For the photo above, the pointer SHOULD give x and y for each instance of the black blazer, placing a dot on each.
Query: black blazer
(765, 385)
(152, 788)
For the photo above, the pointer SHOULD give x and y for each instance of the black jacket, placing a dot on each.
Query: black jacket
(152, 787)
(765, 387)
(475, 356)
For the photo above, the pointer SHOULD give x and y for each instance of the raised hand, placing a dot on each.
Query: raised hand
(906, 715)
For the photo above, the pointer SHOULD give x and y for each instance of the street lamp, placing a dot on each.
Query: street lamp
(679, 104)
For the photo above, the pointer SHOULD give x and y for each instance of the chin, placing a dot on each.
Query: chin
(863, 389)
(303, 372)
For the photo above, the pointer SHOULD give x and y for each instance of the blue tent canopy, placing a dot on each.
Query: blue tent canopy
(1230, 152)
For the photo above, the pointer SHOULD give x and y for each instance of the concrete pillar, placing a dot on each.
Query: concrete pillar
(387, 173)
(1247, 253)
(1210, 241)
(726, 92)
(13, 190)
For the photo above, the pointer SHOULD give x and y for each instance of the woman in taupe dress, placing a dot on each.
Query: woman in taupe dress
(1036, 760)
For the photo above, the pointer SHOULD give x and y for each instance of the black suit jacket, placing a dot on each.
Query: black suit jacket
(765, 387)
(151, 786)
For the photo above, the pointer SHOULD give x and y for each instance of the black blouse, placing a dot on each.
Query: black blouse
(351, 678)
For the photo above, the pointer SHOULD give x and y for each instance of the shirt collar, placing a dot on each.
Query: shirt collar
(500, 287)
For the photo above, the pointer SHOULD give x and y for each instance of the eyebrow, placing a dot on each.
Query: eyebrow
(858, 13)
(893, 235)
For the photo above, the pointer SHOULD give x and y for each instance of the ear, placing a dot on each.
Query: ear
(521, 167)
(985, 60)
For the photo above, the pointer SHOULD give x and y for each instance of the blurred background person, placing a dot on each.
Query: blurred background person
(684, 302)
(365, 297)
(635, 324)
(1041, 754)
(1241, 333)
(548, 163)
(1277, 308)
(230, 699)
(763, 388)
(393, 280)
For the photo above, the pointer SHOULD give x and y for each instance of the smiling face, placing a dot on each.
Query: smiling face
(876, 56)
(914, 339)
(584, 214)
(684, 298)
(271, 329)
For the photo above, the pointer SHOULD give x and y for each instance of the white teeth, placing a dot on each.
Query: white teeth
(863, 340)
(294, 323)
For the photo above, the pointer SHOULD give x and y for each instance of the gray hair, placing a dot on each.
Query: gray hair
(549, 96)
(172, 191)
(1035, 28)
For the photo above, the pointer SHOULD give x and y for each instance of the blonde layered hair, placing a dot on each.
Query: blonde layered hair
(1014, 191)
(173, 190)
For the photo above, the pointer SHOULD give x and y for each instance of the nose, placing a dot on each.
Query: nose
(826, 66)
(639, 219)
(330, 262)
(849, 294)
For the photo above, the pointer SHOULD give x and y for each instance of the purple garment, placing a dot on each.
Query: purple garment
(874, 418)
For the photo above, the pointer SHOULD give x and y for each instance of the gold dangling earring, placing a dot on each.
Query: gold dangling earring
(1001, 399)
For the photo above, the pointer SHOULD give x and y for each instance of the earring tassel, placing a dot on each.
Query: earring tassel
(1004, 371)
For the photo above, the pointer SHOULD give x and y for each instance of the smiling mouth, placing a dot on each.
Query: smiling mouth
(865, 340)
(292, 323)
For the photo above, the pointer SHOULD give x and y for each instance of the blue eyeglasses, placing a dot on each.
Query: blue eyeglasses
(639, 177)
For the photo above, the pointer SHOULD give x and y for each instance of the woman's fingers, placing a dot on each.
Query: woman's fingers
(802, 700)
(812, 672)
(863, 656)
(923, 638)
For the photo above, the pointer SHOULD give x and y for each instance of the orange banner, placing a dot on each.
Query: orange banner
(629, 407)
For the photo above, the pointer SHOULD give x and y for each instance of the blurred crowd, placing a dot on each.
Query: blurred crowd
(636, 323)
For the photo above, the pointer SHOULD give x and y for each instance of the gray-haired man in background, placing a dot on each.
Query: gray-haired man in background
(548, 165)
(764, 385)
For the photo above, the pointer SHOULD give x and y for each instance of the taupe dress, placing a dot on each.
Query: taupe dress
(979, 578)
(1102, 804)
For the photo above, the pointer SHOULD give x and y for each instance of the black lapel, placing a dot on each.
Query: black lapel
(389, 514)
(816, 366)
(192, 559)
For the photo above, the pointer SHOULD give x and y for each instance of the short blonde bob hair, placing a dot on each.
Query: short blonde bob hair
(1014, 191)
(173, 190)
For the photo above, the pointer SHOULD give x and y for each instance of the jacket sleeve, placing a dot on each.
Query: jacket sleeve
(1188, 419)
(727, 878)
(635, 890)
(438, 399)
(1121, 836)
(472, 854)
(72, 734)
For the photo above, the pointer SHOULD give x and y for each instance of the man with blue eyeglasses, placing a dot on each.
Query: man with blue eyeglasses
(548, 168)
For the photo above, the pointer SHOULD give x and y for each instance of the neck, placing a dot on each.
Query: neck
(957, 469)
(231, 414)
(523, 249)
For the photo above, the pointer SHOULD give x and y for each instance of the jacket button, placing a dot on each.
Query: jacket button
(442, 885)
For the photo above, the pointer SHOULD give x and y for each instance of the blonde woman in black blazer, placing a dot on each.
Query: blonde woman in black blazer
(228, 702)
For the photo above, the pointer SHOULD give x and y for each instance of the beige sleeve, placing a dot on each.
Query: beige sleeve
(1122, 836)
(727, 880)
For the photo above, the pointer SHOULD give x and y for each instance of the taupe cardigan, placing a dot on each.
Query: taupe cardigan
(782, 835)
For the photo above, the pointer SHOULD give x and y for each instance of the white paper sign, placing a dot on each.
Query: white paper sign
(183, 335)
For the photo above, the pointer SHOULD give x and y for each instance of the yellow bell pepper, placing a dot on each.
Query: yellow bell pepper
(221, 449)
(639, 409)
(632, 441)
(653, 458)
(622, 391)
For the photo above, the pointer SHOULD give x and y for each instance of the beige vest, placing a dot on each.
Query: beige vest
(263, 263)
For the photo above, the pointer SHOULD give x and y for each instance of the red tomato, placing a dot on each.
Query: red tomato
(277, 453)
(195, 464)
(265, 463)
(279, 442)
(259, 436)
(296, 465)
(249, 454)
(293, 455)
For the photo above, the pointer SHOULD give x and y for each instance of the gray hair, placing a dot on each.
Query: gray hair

* [SHORT TASK] Write down all the entries again without a single difference.

* [WRITTEN REPLY]
For the photo above, the pointer SHOULD give x and y for each instance of the black blazer, placing a dot on each.
Query: black blazer
(765, 385)
(152, 788)
For the photo above, the pointer SHOULD give x and y for each instance of the black jacket, placing a dot on each.
Query: black jacket
(152, 787)
(765, 387)
(475, 356)
For the photo above, the pointer SHOULD give x and y for each instance of the raised hand, placing a dot on each.
Query: raised hand
(906, 715)
For the photo above, the pointer SHOULD give x and y for each instance of the street lamp, placing a dot on each.
Query: street lamp
(679, 104)
For the photo above, the pointer SHOULD give x and y for each instance of the chin, placing a dot on each.
Query: chin
(863, 389)
(303, 372)
For the photo above, the pointer SHOULD give x and y for each instance of the blue tent canopy, placing a dot on each.
Query: blue tent canopy
(1230, 152)
For the photo above, the pointer SHOULD give x and y for each instance of the concrete pillar, placing a dot on each.
Query: concrete pillar
(387, 173)
(1247, 253)
(1210, 241)
(726, 92)
(13, 190)
For the photo above, the pointer SHOULD give x and y for each instance of the woman in taupe dress, placing a dot on each.
Query: woman in taupe dress
(1036, 760)
For the photo above, the pointer SHOULD give x and y for each instance of the black suit jacket, placing a dot on each.
Query: black suit jacket
(765, 387)
(151, 786)
For the photo above, the pointer SHOULD give x and y for each instance of the black blouse, placing a dot on each.
Query: black blouse
(351, 678)
For the photo above, the pointer SHOULD give x and y for each instance of the shirt collar, placing a dot on each.
Query: shirt collar
(500, 287)
For the photo above, the pointer SHOULD give x and y for each instance of the eyebrow, placing a dot on each.
Query: eyebrow
(858, 13)
(893, 235)
For the photo above, the pointer SHOULD give x and y for each instance of the ear, placing a dot on each.
Query: ear
(521, 167)
(985, 60)
For the photo above, the pointer SHOULD give x and y for each instance of the blurred background person, placing a dot on each.
Query: blurred background person
(684, 302)
(365, 297)
(635, 324)
(1041, 754)
(1241, 333)
(548, 163)
(1277, 308)
(230, 699)
(763, 388)
(393, 280)
For the photo above, the pointer SHOULD give x and y for each instance of the smiling face, placing a dot on each.
Query: smiling face
(876, 56)
(914, 339)
(584, 214)
(684, 298)
(271, 329)
For the photo above, the pointer SHOULD give x and y for each instance of the white teeth, placing a dot on each.
Query: white teeth
(863, 340)
(294, 323)
For the photo above, the pointer SHOULD give x and y for each instance of the gray hair, placing a dot on each.
Query: gray hair
(549, 96)
(172, 191)
(1035, 28)
For the photo above, the pointer SHOULD give x and y for each instance of the blonde layered hair, placing a dot on each.
Query: blonde layered hair
(1014, 191)
(173, 190)
For the photo above, the pointer SHOULD give x and y for each instance of the nose, placing a dot on each.
Query: nose
(826, 66)
(639, 219)
(330, 262)
(849, 294)
For the photo above, the pointer SHOULD give x and y for each instance of the purple garment, placing a dot on each.
Query: purple garment
(874, 418)
For the photo above, the pointer SHOULD give x and y for each instance of the gold dangling earring, placing a dot on each.
Query: gold dangling earring
(1001, 399)
For the photo above, the pointer SHOULD give x and y for each instance of the earring tassel, placing a dot on each.
Query: earring tassel
(1004, 371)
For the photo above, the pointer SHOULD give x and y for each instance of the smiling mouth, placing a dot on each.
Query: smiling mouth
(865, 340)
(292, 323)
For the photo above, the pointer SHOULD give x and y for each instance of the blue eyeglasses, placing a dot on each.
Query: blue eyeglasses
(639, 177)
For the photo above, the pointer SHOULD give x and y for each instance of the woman's fingers, placing a dot on each.
Query: woman's fingers
(802, 700)
(812, 672)
(863, 656)
(923, 638)
For the photo above, the pointer SHOULD give x and y for each instance of the orange banner, placing a dot on each.
Query: orange banner
(629, 407)
For the photo above, the pointer SHOULD give x and y for each instance of the blurred crowd, placing a dot on each.
Query: blurred crowd
(636, 323)
For the photo above, the pointer SHOULD give x and y for each instance of the gray-haired man in background, placing a dot on each.
Query: gray-haired man in background
(548, 165)
(764, 385)
For the photo above, the pointer SHOULD give x and y for each instance of the taupe dress, placing a dot on each.
Query: taupe dress
(979, 578)
(1102, 804)
For the photo above, the pointer SHOULD give x and y for each instance of the black lapel, placing a dot on each.
Query: black lapel
(389, 514)
(816, 366)
(192, 559)
For the photo above, the pointer SHOULD give x and y for each instance of the short blonde bob hair, placing a dot on each.
Query: short blonde bob hair
(1014, 191)
(173, 190)
For the photo above, the pointer SHOULD give x and y for each instance of the jacket sleeve, placing a dot on each.
Query: jacket sleeve
(1188, 419)
(727, 878)
(635, 890)
(438, 399)
(1121, 836)
(472, 854)
(72, 734)
For the photo above, the pointer SHOULD give x and y for each instance of the man with blue eyeglasses, placing a dot on each.
Query: man with blue eyeglasses
(548, 168)
For the photo above, the pointer SHOULD give x and y for each instance of the neck, placing a dot on each.
Query: neck
(957, 469)
(231, 414)
(523, 249)
For the photo above, the pointer SHOULD give x and y for each instance of the jacket button, placing a dot on each.
Query: jacket button
(442, 885)
For the photo above, the pointer SHOULD give x and y for each instance of the blonde woman in black blazer, placing a dot on each.
Query: blonde woman in black blazer
(228, 702)
For the photo above, the pointer SHOULD give x and y for each instance of the beige sleeve, placing a dot on each.
Query: beige sleeve
(1122, 836)
(727, 880)
For the photo above, the pointer SHOULD give x and y for each instance of the taupe cardigan, placing a dot on each.
Query: taupe cardigan
(782, 835)
For the photo above, the pointer SHOULD give x and y for each instance of the white paper sign, placing a dot on each.
Query: white paper sign
(183, 335)
For the photo above, the pointer SHOULD give x and y for each instance of the yellow bell pepper, placing a dot on each.
Query: yellow bell pepper
(221, 449)
(639, 409)
(632, 441)
(653, 458)
(622, 391)
For the photo above, the pointer SHOULD give x and y for each instance of the beige vest, placing a dot on each.
Query: beige vest
(263, 263)
For the photo above, the pointer SHOULD give x and y for each instance of the red tomato, placing a dot on each.
Query: red tomato
(277, 453)
(195, 464)
(265, 463)
(279, 442)
(259, 436)
(296, 465)
(249, 454)
(293, 455)
For the photo above, the pointer SHOULD give x and y for each instance of the gray hair, placing a dot on each.
Query: gray hair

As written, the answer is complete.